Article:
▼
Not much of a truth, but M32 and Imperium? I'm not convinced.


----------



## Gret79 (May 11, 2012)

How old is this? 

I alway's thought the harrowing were Dark Eldar - Everything would fit if it was. the echoing vault could quite easily be a webway portal. 
'There removed from both euclidean realspace and the empyrean sea's of the warp' - would fit commorragh quite nicely.

If this fluff is old enough, it could have been pre-dark eldar codex's and would have been a good precursor. If it's new then i don't see it as DE - They'd just have written about mankinds early meetings with the Dark Eldar.


----------



## Xisor (Oct 1, 2011)

It's text from _The Radical's Handbook_ which is a 2009/2010 publication by FFG for _Dark Heresy_.


----------



## Gret79 (May 11, 2012)

Xisor said:


> It's text from _The Radical's Handbook_ which is a 2009/2010 publication by FFG for _Dark Heresy_.


At which point I'll shut up and sidle away...:blush:

Edit:Been and checked - I was thinking of the harrowers from 'wolf at the door'


----------



## Codex Todd (Mar 22, 2009)

Hmm may have just found a good opening for my home brew chapter  Still undecided if loyal or renegade yet. But this is what I've been looking for!! Thank you


----------
▲
Task to complete:
Repeat word for word the portion of the forum thread that starts at "If this fluff" and ends at "the Dark Eldar.".

Data excerpt:
▼
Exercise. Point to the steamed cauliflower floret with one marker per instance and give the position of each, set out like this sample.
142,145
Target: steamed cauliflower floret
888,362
▲
Result below:
If this fluff is old enough, it could have been pre-dark eldar codex's and would have been a good precursor. If it's new then i don't see it as DE - They'd just have written about mankinds early meetings with the Dark Eldar.